Write out exactly the lines running from the one that contains "the dark bed" through the end of the material.

** start INPUT DATA **

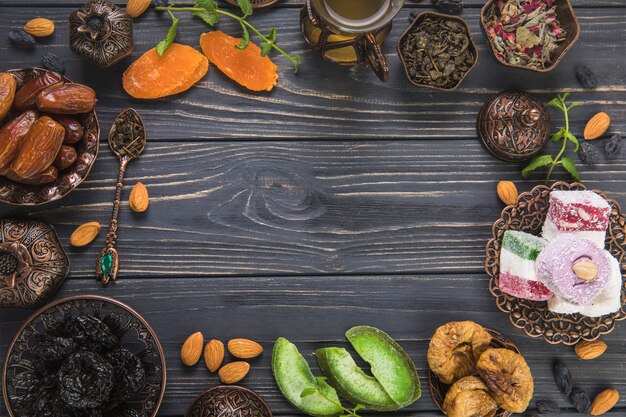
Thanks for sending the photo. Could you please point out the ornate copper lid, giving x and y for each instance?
(514, 126)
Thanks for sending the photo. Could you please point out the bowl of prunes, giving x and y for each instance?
(84, 356)
(49, 135)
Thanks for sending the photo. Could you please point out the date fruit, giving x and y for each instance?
(26, 96)
(41, 146)
(11, 138)
(8, 85)
(67, 99)
(67, 156)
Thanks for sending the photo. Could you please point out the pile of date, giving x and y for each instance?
(38, 126)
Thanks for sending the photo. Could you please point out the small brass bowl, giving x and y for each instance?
(87, 148)
(418, 20)
(568, 20)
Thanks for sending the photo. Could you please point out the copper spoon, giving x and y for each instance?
(127, 139)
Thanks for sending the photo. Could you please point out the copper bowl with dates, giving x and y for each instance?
(49, 181)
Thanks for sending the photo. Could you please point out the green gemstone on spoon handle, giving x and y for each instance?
(127, 139)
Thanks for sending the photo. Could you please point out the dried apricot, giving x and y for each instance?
(245, 66)
(154, 76)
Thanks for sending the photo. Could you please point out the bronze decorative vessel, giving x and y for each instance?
(514, 126)
(33, 263)
(32, 195)
(528, 215)
(137, 334)
(438, 389)
(101, 32)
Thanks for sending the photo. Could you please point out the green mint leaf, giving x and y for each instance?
(570, 166)
(169, 38)
(246, 7)
(537, 162)
(210, 18)
(308, 391)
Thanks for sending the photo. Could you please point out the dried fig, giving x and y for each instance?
(67, 99)
(67, 156)
(455, 348)
(508, 377)
(41, 146)
(469, 397)
(26, 96)
(12, 138)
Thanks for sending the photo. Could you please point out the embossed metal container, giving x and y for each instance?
(33, 263)
(438, 389)
(87, 149)
(514, 126)
(101, 32)
(138, 337)
(528, 215)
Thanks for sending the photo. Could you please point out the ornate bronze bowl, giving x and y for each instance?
(32, 195)
(528, 215)
(438, 389)
(138, 337)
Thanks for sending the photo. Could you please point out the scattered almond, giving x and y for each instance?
(597, 126)
(507, 191)
(192, 349)
(135, 8)
(39, 27)
(214, 354)
(605, 401)
(244, 348)
(590, 350)
(139, 199)
(85, 234)
(234, 372)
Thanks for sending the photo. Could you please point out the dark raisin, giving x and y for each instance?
(588, 153)
(449, 6)
(563, 377)
(21, 39)
(548, 407)
(586, 77)
(580, 400)
(53, 62)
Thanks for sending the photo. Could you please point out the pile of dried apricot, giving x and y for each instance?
(154, 76)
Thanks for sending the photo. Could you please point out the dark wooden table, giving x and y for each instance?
(335, 200)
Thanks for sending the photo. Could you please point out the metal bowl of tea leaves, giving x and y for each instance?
(437, 51)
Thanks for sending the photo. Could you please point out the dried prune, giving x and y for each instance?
(508, 377)
(85, 380)
(563, 377)
(580, 400)
(52, 62)
(586, 77)
(21, 39)
(588, 153)
(93, 334)
(455, 348)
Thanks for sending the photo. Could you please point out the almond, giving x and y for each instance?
(590, 350)
(138, 199)
(85, 234)
(214, 354)
(234, 372)
(192, 349)
(507, 191)
(135, 8)
(604, 402)
(39, 27)
(597, 126)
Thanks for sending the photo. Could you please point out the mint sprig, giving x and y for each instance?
(209, 12)
(562, 135)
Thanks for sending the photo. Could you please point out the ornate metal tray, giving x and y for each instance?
(87, 149)
(438, 389)
(528, 215)
(138, 337)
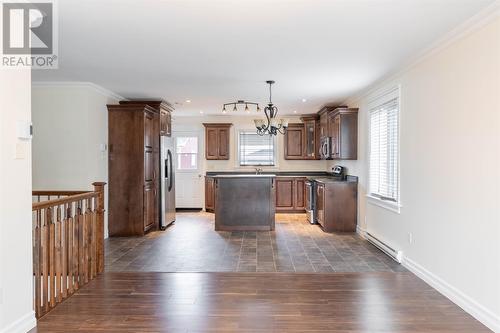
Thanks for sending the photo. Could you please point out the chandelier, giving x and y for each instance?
(271, 125)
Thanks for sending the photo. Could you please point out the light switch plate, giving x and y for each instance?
(20, 151)
(24, 130)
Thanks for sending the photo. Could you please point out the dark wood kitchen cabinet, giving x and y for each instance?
(290, 194)
(294, 144)
(133, 167)
(209, 194)
(343, 129)
(301, 140)
(217, 141)
(165, 110)
(336, 205)
(311, 136)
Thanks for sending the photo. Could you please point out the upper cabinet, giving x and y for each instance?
(295, 142)
(343, 129)
(301, 140)
(311, 136)
(217, 141)
(164, 109)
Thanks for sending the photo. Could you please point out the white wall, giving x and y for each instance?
(16, 292)
(241, 123)
(70, 123)
(450, 171)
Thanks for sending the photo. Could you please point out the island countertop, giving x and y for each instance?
(244, 202)
(243, 176)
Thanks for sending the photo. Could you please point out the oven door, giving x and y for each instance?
(310, 194)
(325, 148)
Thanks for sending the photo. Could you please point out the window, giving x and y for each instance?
(384, 147)
(255, 149)
(187, 152)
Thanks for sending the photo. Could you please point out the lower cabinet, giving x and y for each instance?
(290, 194)
(336, 206)
(209, 194)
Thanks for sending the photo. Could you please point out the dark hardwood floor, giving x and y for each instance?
(192, 245)
(258, 302)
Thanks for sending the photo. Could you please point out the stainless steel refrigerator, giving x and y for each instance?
(167, 181)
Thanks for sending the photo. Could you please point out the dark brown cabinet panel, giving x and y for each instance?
(284, 194)
(294, 142)
(223, 137)
(133, 167)
(149, 165)
(300, 191)
(164, 109)
(336, 206)
(311, 136)
(149, 205)
(320, 203)
(217, 141)
(343, 129)
(209, 194)
(290, 194)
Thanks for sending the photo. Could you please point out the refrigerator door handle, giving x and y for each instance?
(166, 168)
(170, 183)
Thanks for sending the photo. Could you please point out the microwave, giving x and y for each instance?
(325, 148)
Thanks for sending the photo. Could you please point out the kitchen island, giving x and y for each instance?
(244, 202)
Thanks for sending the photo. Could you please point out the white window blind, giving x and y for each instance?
(384, 147)
(255, 149)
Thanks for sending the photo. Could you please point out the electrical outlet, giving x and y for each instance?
(410, 238)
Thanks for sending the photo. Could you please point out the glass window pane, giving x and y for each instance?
(187, 161)
(187, 145)
(255, 149)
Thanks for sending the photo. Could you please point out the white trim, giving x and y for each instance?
(474, 23)
(78, 84)
(478, 311)
(21, 325)
(390, 205)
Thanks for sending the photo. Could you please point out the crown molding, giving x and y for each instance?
(474, 23)
(79, 84)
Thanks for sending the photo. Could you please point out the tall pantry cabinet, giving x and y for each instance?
(134, 129)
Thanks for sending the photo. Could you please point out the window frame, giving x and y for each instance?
(376, 101)
(238, 151)
(198, 158)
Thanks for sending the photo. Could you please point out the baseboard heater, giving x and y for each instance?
(394, 254)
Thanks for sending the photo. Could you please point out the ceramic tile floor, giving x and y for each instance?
(192, 245)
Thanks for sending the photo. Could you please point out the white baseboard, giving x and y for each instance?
(482, 314)
(22, 325)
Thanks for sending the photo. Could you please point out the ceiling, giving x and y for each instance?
(213, 52)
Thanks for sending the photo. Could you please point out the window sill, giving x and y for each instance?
(392, 206)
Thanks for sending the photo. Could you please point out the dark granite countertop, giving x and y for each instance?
(276, 173)
(319, 176)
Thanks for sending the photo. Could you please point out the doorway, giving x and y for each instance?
(188, 170)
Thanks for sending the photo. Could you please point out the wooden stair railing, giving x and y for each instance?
(68, 243)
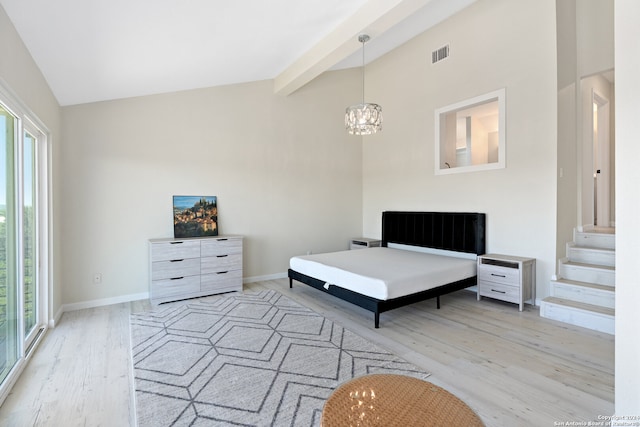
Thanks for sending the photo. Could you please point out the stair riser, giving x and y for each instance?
(595, 240)
(586, 274)
(595, 321)
(595, 257)
(583, 294)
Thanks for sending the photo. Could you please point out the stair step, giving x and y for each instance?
(589, 293)
(589, 255)
(599, 274)
(597, 318)
(604, 238)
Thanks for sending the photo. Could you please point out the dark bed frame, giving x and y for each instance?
(452, 231)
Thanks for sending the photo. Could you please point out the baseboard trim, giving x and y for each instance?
(140, 296)
(104, 301)
(265, 277)
(56, 318)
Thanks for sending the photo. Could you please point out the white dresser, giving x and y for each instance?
(194, 267)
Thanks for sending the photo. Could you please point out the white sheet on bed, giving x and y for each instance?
(384, 273)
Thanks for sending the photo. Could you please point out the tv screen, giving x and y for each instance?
(195, 216)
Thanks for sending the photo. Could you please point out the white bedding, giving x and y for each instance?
(384, 273)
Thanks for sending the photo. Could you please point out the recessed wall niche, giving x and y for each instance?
(470, 134)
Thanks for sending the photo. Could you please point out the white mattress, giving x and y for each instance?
(384, 273)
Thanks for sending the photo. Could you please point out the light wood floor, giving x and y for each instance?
(513, 368)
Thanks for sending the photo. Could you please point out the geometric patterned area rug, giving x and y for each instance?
(245, 359)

** end INPUT DATA **

RESULT OF THE EXERCISE →
Thanks for sending the photo. Could you please point out the dark bed frame, giving x and y for each instance?
(452, 231)
Thanks for sending the photo. Could you please point out the baseboard trim, giving x and y for each instance?
(140, 296)
(104, 301)
(265, 277)
(56, 318)
Thanks for sending the photo. Could you please point out the white dresser, giving x and y for each instance?
(194, 267)
Thanks for sending the photo. Could you please point out the white sheet on bed, giving x and y for each instance?
(384, 273)
Thanks for sending the photo. Could you please point out the tv screen, giving x and y for each instance?
(195, 216)
Thanks for sending the photo. Could you please point out the white bedding, giving x and y for each instance?
(384, 273)
Thanks for sending the photo. Could you please point out the recessed wall niche, giving x and y for each instance?
(470, 134)
Thanks for sending the photo. Could you please point out the white mattress, giving x and y for each instance?
(384, 273)
Thanks for sending the photo. Could you please point out the light wood floor, giving x and y for each instance?
(513, 368)
Thanks for sending the photo. Could you please point out the geometric patterned area rug, giving x and y for each instance?
(245, 359)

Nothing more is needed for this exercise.